**PAGE EXCERPT**.
********************
Black History Month Feature, February 25: Thomas Manchester

February 25, 2015 in Community Pulse
Thomas Manchester 1890-1942

Thomas Manchester 1890-1942

Thomas Manchester was born in Sandy Point in 1890. The son of James Thomas Allan Manchester, a owner of two small estates- Lynch’s and New Guinea. He was also the attorney for the Blake’s Plantation. Thomas was the sixth and the second son of his parents seven children.

Thomas Manchester is undoubtedly the “Father of Kittitian Politics and Trade Unionism”. Popularly and affectionately known as “Mr. Tom” especially by Sandy Point community of his day the tall, lean, fair-skinned planter turned “Revolutionist” threw caution to the wind, distanced himself from his planter class connections and devoted much of his life educating the toiling black masses against the existing capitalist system and championing the cause in the face of immense difficulty and pressure and at overwhelming personal sacrifice.
********************
**EXERCISE MATERIALS**.
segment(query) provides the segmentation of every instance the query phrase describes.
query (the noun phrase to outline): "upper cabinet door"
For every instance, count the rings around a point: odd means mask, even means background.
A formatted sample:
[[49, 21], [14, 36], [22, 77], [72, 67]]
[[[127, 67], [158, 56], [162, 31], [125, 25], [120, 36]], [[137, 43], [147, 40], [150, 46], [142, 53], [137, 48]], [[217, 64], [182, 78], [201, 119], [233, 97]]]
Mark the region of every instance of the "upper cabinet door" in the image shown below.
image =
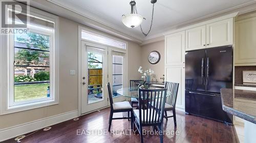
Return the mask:
[[165, 36], [165, 65], [185, 63], [185, 31]]
[[206, 25], [206, 48], [233, 44], [233, 18]]
[[256, 65], [256, 17], [236, 22], [236, 64]]
[[203, 25], [186, 31], [186, 51], [205, 48], [206, 30]]

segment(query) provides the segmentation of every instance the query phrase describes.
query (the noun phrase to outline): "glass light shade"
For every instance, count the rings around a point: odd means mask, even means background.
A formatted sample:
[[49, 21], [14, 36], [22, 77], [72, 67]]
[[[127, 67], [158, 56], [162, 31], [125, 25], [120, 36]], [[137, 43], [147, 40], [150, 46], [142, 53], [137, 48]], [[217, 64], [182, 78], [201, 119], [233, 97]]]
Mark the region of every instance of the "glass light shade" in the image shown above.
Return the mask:
[[142, 16], [139, 14], [129, 14], [123, 16], [122, 21], [127, 27], [134, 28], [141, 24], [143, 19]]

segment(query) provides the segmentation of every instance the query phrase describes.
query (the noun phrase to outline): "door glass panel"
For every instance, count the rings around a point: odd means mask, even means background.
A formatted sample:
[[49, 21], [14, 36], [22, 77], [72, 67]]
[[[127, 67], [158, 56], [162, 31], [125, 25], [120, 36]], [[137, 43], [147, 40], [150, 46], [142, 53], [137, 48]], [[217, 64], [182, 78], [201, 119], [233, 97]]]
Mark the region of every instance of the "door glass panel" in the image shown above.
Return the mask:
[[123, 88], [123, 57], [113, 55], [113, 96], [120, 96], [117, 91]]
[[88, 52], [88, 104], [103, 100], [103, 55]]

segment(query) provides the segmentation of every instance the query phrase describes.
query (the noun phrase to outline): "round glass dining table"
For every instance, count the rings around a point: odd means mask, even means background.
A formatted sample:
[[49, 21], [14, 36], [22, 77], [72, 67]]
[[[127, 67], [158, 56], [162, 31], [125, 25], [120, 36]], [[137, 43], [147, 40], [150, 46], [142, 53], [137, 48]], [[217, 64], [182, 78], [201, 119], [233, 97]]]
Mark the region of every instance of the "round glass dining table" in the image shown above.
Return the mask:
[[[148, 90], [161, 89], [159, 88], [150, 87]], [[118, 90], [117, 93], [119, 95], [122, 95], [126, 97], [139, 98], [139, 92], [137, 89], [131, 89], [131, 88], [123, 88]], [[166, 97], [171, 95], [171, 93], [169, 91], [166, 92]]]

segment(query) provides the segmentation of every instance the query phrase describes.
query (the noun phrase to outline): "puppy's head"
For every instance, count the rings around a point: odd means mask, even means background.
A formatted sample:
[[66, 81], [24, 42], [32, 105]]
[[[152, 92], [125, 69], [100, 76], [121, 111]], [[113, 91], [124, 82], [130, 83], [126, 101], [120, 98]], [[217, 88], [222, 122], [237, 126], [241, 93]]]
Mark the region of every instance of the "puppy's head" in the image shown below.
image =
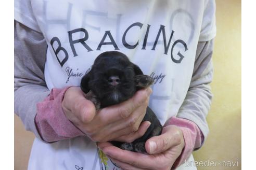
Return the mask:
[[91, 71], [82, 79], [81, 88], [85, 93], [91, 90], [101, 107], [118, 104], [136, 92], [134, 76], [143, 74], [124, 54], [108, 51], [97, 57]]

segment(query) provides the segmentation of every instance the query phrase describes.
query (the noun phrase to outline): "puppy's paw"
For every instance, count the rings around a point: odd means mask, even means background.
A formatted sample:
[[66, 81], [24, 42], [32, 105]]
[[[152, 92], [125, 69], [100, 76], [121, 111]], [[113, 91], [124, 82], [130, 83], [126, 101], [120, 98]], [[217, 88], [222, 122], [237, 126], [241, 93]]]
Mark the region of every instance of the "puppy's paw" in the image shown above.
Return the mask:
[[134, 77], [134, 82], [136, 87], [146, 88], [154, 82], [154, 80], [149, 76], [140, 75]]
[[123, 143], [121, 145], [120, 148], [131, 151], [133, 150], [133, 145], [132, 143]]
[[145, 147], [145, 142], [139, 142], [134, 145], [134, 150], [136, 152], [144, 154], [148, 154]]

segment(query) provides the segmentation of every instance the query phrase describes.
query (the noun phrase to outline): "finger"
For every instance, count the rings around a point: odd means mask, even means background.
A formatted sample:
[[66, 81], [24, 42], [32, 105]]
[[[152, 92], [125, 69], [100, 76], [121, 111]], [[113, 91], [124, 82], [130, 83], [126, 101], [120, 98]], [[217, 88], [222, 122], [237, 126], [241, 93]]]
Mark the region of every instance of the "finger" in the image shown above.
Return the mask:
[[145, 144], [149, 154], [162, 153], [172, 147], [179, 145], [183, 141], [182, 132], [176, 126], [170, 125], [163, 129], [162, 134], [148, 139]]
[[104, 124], [108, 124], [129, 117], [133, 111], [142, 105], [147, 106], [151, 89], [138, 91], [131, 98], [119, 104], [102, 109], [98, 113]]
[[129, 143], [132, 143], [134, 140], [140, 138], [144, 135], [148, 128], [151, 124], [150, 122], [146, 121], [142, 123], [139, 126], [139, 129], [137, 132], [133, 133], [127, 135], [124, 135], [114, 139], [113, 140], [127, 142]]
[[120, 161], [118, 160], [117, 159], [116, 159], [114, 158], [112, 158], [111, 157], [110, 157], [108, 155], [108, 157], [111, 160], [111, 161], [114, 163], [115, 164], [118, 165], [119, 167], [120, 167], [122, 169], [124, 170], [143, 170], [143, 169], [146, 169], [145, 168], [139, 168], [137, 167], [136, 167], [135, 165], [130, 165], [129, 164]]
[[[152, 155], [122, 150], [113, 146], [106, 146], [101, 150], [106, 154], [113, 159], [130, 165], [136, 165], [137, 167], [157, 169], [159, 166], [155, 162], [156, 157]], [[162, 159], [159, 159], [160, 161]]]
[[83, 92], [77, 87], [72, 87], [67, 90], [62, 108], [65, 111], [69, 111], [84, 123], [91, 121], [95, 115], [94, 105], [85, 98]]
[[[112, 137], [119, 137], [137, 131], [146, 112], [146, 108], [140, 108], [134, 111], [129, 118], [120, 120], [105, 126], [100, 133], [112, 134]], [[141, 112], [143, 114], [140, 114]], [[112, 138], [113, 139], [113, 138]]]
[[97, 143], [97, 146], [101, 150], [104, 148], [105, 147], [108, 147], [108, 146], [113, 146], [113, 145], [109, 143], [109, 142], [103, 142], [103, 143]]
[[92, 121], [96, 115], [96, 108], [93, 103], [85, 98], [77, 100], [74, 106], [71, 108], [73, 112], [84, 123]]

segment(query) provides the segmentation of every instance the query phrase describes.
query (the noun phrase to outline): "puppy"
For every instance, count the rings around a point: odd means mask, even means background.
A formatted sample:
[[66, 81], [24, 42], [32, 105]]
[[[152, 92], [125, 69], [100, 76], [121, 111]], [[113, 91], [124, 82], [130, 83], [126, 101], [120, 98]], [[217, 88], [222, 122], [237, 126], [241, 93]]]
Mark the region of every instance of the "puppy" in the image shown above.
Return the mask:
[[[86, 98], [93, 102], [98, 109], [126, 101], [137, 91], [153, 82], [153, 79], [143, 75], [139, 67], [131, 62], [125, 54], [108, 51], [97, 57], [91, 70], [82, 78], [80, 87], [86, 94]], [[142, 137], [132, 143], [112, 141], [112, 144], [123, 149], [146, 153], [146, 141], [160, 135], [162, 126], [149, 107], [144, 121], [150, 121], [151, 125]]]

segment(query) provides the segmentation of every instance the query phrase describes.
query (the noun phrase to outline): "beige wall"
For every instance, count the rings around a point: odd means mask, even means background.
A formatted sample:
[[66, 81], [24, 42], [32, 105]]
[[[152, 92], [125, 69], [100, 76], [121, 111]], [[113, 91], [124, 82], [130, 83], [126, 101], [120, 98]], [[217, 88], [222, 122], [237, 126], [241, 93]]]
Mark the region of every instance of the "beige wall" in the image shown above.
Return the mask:
[[210, 132], [194, 156], [197, 161], [239, 161], [238, 166], [199, 169], [241, 169], [241, 1], [217, 0], [216, 4]]
[[[241, 1], [216, 0], [217, 34], [213, 54], [214, 94], [208, 117], [210, 133], [195, 152], [197, 161], [229, 161], [235, 167], [198, 167], [201, 169], [241, 169]], [[33, 135], [15, 117], [15, 169], [26, 169]], [[227, 162], [228, 163], [228, 162]]]

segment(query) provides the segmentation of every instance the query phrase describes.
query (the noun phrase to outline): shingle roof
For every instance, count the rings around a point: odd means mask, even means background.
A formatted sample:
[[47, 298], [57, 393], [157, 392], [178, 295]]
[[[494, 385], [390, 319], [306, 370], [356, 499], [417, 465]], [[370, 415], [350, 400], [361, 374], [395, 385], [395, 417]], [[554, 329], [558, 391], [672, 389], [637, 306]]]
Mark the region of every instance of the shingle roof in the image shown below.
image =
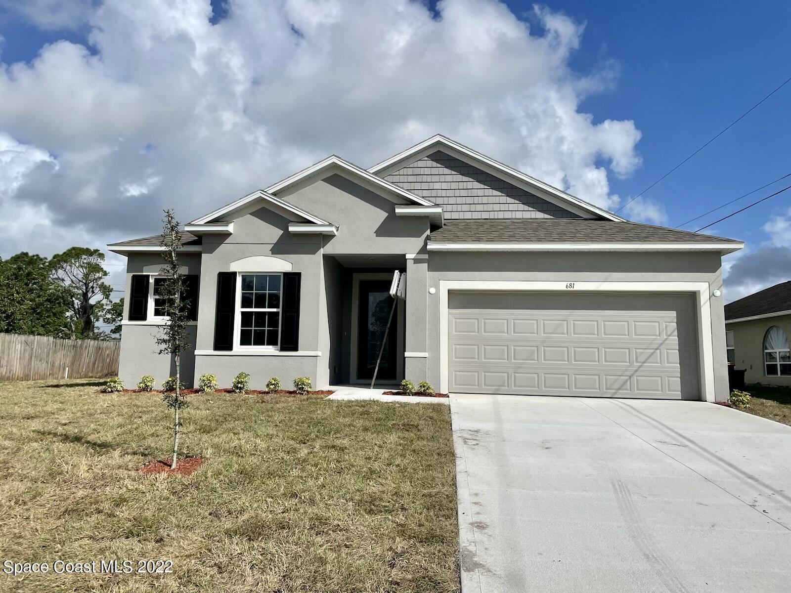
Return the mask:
********************
**SET EXERCISE A**.
In the feature on Thomas Manchester, by what name was he popularly and affectionately known?
**SET EXERCISE B**.
Reproduce the records from their beginning through the line containing "[[203, 25], [186, 31], [186, 51], [205, 48], [206, 30]]", both ends included, and leave the picture out of your answer.

**FINISHED ANSWER A**.
“Mr. Tom”

**FINISHED ANSWER B**.
segment(query) provides the segmentation of every instance the query phrase describes.
query (the noun phrase to outline): "upper cabinet door"
For every instance, count the rings around a point: odd means mask, even means background.
A formatted sample:
[[49, 21], [14, 36], [22, 77], [72, 67]]
[[[127, 67], [158, 56], [162, 31], [125, 25], [120, 36]], [[137, 43], [147, 40], [150, 46], [142, 53], [137, 48]], [[217, 64], [182, 78], [201, 119], [233, 97]]]
Mark the region of every instance of the "upper cabinet door" in the image shown below.
image =
Return the mask:
[[165, 36], [165, 65], [185, 63], [185, 31]]
[[206, 25], [206, 48], [233, 44], [233, 18]]
[[256, 65], [256, 17], [236, 22], [236, 64]]
[[203, 25], [186, 31], [186, 51], [205, 48], [206, 30]]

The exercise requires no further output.